Here the requirement is to repeat every record exactly, in full.

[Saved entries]
%%

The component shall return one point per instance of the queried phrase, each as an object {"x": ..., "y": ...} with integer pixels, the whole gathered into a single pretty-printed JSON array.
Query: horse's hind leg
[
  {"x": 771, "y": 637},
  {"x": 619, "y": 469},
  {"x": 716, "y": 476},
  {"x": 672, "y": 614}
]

%%

◆ RESULT FOR THIS EXERCISE:
The component shall return one point per instance of the queried phrase, each as an object {"x": ..., "y": ...} with integer pixels, the whole gathered into a single pretty-printed JSON array.
Query: horse's hind leg
[
  {"x": 771, "y": 637},
  {"x": 619, "y": 469},
  {"x": 716, "y": 476},
  {"x": 672, "y": 614}
]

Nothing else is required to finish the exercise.